TO BE DONE: Copy out the items below word for word, starting at the line with "of white fitted" and ending at the line with "(323, 153), (500, 165)", with both of those lines included.

-- start RECORDS FOR THE TASK --

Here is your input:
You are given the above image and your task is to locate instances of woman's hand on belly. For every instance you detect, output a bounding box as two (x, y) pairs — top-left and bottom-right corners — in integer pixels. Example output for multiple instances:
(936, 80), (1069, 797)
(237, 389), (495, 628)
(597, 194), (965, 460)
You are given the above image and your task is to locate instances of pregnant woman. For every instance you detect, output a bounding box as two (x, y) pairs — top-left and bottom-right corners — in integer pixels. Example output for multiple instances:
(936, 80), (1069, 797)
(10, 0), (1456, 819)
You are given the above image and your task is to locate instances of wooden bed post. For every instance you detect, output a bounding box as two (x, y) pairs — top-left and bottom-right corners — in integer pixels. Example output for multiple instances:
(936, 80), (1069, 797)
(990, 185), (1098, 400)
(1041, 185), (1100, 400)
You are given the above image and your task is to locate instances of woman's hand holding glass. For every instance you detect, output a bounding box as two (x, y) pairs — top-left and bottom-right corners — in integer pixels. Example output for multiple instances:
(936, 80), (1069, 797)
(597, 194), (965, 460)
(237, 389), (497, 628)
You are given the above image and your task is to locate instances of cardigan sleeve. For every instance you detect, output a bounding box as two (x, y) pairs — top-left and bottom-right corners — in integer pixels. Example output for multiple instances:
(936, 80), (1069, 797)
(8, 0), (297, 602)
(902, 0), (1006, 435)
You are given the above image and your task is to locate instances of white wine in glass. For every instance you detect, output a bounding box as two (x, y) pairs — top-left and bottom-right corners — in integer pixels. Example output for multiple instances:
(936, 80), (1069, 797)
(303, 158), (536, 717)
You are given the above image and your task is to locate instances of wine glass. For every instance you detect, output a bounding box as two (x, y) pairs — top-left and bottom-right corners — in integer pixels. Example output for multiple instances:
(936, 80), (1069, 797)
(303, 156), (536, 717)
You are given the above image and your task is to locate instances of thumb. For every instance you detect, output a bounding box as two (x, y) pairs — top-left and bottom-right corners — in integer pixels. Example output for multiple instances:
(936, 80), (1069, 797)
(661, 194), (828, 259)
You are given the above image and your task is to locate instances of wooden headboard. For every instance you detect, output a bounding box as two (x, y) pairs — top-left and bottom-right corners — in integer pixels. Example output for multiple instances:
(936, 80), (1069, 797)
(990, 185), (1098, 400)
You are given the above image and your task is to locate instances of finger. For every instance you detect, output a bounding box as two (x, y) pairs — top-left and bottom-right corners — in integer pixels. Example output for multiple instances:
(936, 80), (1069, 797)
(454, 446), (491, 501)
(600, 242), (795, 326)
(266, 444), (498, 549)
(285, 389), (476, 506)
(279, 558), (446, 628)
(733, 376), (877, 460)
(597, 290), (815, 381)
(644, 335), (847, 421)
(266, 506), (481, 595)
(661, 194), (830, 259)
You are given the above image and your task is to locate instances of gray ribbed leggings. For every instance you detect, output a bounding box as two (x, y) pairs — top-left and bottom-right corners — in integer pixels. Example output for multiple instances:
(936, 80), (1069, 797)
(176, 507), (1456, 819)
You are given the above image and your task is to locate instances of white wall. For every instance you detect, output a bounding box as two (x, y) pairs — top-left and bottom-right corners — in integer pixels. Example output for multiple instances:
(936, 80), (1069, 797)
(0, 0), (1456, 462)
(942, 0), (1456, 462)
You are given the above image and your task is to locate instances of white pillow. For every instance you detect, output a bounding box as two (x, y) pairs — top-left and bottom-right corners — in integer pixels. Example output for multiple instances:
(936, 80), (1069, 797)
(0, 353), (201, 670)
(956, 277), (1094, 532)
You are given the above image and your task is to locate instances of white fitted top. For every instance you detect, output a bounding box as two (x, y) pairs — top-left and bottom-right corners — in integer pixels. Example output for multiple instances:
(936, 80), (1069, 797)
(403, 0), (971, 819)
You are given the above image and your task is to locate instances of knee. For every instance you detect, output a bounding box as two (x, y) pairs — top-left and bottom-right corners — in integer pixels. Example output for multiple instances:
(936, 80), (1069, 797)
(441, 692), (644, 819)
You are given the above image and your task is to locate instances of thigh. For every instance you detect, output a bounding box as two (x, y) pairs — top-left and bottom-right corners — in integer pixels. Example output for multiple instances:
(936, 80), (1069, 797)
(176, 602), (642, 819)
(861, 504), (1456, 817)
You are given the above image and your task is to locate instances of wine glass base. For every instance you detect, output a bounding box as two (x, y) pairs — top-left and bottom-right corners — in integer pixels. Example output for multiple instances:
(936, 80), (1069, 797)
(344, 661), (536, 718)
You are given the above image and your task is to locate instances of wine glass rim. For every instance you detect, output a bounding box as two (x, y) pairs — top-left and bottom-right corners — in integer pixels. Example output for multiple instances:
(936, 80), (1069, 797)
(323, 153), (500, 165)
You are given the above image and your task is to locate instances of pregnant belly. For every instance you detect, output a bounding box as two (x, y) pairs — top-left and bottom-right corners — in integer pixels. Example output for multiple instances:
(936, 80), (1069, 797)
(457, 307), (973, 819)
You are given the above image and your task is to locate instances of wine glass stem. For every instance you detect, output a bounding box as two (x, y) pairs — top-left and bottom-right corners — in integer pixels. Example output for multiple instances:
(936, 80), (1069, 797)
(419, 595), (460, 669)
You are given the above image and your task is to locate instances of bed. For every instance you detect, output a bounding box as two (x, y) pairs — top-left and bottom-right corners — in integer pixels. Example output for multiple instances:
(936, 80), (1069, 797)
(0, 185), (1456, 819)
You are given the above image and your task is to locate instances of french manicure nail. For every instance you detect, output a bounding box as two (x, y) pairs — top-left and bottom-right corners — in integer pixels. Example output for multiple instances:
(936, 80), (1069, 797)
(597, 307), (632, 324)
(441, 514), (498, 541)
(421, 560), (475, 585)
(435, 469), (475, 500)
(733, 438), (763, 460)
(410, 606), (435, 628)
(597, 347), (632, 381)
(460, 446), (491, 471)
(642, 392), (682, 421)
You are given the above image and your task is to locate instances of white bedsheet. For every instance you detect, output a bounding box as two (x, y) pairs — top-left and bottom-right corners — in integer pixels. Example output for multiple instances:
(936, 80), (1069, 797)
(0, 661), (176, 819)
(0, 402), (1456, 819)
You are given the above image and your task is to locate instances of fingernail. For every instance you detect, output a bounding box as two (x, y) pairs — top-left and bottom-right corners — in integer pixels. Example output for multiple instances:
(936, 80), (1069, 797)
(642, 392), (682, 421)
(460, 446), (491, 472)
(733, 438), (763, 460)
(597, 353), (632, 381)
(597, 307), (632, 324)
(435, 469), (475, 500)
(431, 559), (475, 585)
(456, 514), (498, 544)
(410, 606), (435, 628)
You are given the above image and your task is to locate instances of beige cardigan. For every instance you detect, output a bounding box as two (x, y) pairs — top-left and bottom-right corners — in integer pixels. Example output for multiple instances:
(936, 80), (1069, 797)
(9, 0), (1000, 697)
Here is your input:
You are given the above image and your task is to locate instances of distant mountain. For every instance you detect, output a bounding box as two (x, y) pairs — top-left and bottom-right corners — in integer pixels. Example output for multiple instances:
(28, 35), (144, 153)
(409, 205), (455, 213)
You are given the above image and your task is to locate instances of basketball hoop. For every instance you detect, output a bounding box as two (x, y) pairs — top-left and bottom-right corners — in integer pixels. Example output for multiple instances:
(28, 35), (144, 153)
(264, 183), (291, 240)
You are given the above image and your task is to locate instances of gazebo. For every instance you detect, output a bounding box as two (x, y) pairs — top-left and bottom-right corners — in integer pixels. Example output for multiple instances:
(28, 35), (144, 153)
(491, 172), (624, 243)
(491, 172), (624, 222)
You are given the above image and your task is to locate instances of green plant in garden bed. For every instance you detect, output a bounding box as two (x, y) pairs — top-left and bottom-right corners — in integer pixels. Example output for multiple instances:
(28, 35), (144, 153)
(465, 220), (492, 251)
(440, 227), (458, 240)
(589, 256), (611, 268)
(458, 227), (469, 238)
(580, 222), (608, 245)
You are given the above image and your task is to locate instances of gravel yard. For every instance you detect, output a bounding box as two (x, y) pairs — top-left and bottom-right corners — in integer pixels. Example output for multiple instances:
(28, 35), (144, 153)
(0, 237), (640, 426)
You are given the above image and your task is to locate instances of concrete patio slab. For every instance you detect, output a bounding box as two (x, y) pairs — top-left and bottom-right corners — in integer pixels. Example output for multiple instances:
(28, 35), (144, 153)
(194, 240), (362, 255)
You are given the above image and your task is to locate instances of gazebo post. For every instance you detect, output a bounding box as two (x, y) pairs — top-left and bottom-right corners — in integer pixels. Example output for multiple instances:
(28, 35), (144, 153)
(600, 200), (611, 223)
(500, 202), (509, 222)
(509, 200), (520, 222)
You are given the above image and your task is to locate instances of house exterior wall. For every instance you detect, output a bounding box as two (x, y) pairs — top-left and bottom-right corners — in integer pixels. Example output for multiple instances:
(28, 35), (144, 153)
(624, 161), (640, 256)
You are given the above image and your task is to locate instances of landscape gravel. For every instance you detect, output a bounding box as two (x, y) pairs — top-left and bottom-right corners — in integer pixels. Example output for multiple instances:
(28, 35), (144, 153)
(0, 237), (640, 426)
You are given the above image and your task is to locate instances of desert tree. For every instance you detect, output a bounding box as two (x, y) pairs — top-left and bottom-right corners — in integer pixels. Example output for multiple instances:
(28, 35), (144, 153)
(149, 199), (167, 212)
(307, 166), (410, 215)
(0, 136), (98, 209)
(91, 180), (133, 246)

-- end RECORDS FOR THE TASK --

OUTPUT:
You are given the above image and your task is to locate instances of white fitted top. For every instance you detect, output a bounding box as two (x, y) pairs — top-left and bottom-right corners — in integer pixels. Example output for multiple instances:
(936, 80), (1069, 797)
(403, 0), (971, 819)
You are given the above image and your task is to locate instances of knee. For every instance you detect, output a bounding box as two (x, y) pairs — top-left and bottom-right corners — in integer pixels. Example output for multiple instances:
(936, 80), (1069, 797)
(441, 692), (644, 819)
You are given the above image and your task is to locate instances of thigh. For every instance you detect, output a bounding box as two (x, y) pairs — top-left and bottom-right corners — in integer pixels. Example output for multiple instances:
(936, 80), (1069, 797)
(176, 602), (642, 819)
(861, 504), (1456, 817)
You are given the above image and your task is to locate instances of wine glass base. For every instance you detect, output a bounding box as two (x, y) pairs — top-left and bottom-right corners — in integer pixels. Example output for multiple instances:
(936, 80), (1069, 797)
(344, 661), (536, 718)
You are given the above image and your task is to locate instances of wine glass rim. For every instance you detect, output a bounding box as two (x, y) pairs — top-left and bottom-right corners — in integer pixels. Example output for multiple instances:
(936, 80), (1069, 797)
(323, 153), (500, 165)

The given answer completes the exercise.